Data for processing »
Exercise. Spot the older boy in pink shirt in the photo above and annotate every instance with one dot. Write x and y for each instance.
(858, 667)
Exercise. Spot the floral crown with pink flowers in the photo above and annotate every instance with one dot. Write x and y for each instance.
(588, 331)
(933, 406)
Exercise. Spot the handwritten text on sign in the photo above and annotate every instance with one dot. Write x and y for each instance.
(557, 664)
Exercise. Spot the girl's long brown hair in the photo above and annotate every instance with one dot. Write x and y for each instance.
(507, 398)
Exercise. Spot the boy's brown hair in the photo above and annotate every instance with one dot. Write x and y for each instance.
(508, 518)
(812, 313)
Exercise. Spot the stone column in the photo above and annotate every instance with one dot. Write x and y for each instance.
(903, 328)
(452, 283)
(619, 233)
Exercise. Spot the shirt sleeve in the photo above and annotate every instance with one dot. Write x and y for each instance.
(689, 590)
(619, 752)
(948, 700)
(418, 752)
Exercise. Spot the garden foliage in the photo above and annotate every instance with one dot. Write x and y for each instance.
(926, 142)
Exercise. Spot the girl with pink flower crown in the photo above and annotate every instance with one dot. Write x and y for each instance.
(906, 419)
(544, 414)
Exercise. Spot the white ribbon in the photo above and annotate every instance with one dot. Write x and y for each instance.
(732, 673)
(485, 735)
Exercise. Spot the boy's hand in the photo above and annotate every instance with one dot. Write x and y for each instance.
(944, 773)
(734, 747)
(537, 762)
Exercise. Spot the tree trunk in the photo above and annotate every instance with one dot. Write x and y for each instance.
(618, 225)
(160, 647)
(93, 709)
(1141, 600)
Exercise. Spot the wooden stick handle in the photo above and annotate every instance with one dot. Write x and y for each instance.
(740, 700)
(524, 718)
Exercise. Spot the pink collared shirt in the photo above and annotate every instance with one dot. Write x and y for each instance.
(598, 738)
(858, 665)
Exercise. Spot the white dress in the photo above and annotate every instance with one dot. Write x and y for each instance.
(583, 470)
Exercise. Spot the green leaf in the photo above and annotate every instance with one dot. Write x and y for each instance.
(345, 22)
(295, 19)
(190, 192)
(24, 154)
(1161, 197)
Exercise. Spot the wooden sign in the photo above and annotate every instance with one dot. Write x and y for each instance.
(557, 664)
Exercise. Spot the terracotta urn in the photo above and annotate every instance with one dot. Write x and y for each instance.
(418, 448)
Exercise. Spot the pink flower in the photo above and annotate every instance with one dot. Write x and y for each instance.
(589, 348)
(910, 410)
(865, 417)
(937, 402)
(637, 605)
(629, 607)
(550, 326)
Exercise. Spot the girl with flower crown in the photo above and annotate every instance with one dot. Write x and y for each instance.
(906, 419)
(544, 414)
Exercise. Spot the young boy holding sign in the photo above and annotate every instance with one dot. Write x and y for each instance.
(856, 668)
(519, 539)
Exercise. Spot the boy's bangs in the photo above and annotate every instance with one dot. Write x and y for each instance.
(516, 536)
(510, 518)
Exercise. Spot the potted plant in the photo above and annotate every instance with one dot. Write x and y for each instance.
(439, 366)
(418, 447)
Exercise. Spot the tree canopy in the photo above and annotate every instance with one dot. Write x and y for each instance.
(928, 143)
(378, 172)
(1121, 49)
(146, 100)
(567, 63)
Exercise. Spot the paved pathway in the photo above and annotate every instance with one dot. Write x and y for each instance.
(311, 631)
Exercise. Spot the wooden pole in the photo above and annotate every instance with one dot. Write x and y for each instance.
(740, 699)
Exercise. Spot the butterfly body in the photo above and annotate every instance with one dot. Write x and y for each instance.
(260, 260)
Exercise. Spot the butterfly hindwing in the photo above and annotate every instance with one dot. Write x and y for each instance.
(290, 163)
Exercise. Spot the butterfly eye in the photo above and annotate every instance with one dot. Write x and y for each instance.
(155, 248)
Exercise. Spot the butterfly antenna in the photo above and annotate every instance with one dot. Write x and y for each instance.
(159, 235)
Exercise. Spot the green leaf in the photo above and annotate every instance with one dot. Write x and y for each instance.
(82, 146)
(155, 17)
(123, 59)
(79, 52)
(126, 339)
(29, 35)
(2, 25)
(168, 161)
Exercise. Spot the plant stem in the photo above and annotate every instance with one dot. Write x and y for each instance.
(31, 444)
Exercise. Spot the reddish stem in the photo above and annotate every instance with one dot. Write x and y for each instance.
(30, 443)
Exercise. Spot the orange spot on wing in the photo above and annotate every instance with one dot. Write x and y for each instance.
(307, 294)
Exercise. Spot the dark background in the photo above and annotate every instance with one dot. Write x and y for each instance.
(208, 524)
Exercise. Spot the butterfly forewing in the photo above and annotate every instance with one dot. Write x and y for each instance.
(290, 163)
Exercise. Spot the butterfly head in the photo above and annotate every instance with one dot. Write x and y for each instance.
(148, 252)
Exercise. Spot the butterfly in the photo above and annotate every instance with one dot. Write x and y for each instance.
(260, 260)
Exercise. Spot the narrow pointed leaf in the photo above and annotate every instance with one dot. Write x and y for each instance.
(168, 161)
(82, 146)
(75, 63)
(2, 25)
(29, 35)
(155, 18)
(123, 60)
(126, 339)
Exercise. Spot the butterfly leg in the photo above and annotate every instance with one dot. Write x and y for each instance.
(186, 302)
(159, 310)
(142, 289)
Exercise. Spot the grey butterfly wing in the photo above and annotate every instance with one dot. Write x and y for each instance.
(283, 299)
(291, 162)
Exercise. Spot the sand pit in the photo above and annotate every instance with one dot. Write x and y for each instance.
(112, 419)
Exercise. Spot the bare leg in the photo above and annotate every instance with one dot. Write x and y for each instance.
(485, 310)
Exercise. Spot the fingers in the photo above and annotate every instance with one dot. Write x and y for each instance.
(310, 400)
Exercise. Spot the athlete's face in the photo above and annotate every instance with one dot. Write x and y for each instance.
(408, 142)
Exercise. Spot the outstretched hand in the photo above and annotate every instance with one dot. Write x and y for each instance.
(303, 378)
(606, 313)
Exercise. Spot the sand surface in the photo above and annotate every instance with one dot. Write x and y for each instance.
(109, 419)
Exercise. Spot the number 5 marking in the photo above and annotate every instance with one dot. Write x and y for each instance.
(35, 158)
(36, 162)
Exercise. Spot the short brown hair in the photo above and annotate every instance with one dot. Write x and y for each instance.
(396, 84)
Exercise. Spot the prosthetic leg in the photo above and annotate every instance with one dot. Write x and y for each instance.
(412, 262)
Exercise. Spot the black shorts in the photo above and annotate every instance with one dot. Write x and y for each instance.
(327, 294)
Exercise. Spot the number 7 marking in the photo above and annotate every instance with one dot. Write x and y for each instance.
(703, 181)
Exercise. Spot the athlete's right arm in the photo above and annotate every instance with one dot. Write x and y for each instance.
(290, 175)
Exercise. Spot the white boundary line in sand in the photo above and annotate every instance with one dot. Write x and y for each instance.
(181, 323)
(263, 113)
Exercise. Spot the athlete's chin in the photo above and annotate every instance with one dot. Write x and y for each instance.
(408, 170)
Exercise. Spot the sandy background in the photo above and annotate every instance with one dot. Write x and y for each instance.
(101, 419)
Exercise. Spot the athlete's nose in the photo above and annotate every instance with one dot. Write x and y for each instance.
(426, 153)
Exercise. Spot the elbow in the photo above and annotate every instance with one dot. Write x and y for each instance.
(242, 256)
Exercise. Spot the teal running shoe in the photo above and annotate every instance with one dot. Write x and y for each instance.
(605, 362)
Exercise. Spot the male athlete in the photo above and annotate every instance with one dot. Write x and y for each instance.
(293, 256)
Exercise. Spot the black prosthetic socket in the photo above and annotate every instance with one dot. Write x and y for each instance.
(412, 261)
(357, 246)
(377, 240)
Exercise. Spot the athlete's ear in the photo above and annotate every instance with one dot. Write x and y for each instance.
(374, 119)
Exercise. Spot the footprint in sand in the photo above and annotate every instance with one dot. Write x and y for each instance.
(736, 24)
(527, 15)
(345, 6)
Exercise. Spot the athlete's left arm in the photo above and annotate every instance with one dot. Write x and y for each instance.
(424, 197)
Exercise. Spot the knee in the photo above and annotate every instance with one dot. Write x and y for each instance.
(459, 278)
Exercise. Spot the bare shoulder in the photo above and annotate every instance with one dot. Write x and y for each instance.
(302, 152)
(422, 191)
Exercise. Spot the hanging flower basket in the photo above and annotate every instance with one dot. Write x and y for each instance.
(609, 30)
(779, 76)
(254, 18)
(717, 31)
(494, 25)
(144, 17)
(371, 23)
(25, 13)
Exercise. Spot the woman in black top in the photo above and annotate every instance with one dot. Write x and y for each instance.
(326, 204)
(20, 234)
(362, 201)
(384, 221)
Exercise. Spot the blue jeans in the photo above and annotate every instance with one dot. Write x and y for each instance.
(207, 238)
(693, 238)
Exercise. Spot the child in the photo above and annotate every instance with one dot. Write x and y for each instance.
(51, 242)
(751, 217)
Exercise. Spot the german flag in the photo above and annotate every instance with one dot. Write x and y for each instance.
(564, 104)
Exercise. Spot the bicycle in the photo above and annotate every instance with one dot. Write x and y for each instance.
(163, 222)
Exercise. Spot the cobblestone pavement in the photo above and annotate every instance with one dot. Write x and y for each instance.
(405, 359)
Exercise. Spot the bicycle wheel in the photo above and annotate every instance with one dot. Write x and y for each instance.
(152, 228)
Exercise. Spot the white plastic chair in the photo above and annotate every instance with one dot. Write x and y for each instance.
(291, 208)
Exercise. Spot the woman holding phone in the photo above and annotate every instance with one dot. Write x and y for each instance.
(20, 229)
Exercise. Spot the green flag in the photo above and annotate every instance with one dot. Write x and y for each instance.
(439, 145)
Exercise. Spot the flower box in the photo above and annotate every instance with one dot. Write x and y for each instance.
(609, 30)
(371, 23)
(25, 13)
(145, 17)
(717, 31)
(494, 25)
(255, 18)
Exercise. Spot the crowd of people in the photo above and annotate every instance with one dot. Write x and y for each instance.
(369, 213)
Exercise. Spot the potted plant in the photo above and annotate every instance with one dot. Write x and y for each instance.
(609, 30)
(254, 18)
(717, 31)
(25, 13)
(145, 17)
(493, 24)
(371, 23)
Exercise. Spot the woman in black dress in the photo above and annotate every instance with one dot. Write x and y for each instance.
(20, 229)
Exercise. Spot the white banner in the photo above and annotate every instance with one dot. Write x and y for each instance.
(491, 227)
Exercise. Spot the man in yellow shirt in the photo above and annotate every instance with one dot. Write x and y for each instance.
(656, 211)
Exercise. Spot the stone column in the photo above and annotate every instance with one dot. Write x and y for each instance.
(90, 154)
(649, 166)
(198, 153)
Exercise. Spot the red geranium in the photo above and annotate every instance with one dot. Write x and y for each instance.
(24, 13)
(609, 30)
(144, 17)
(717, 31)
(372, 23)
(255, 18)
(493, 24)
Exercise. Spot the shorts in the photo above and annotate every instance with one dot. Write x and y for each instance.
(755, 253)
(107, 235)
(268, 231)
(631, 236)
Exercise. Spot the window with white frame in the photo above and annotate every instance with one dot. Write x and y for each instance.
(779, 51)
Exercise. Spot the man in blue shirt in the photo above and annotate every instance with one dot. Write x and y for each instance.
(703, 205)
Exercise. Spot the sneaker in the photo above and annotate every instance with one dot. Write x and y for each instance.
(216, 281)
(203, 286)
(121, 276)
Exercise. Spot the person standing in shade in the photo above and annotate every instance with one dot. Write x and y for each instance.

Job »
Output exactly the lines above, from the one holding "Exercise. Spot the shorts" through the end of the data, including the first and last.

Written answer »
Exercise. Spot the shorts in the photo above and annotate every instance with one dot. Write x and y for each instance.
(755, 253)
(107, 235)
(268, 231)
(631, 236)
Exercise. Spot the window with white frame in the photo above and annotate every instance with one dot. Write x and y for each instance.
(779, 51)
Exercise. Spot the man in blue shirt in the photo above and annotate every instance with one dot. Write x and y for each instance.
(703, 205)
Exercise. Spot the sneaker in the photo above and annotate every instance with one dot. Write x and y for each instance.
(216, 281)
(203, 286)
(121, 276)
Exercise. Spot the person standing in shade in the photo above and annotate every instance with one dot. Write x and y for each instance.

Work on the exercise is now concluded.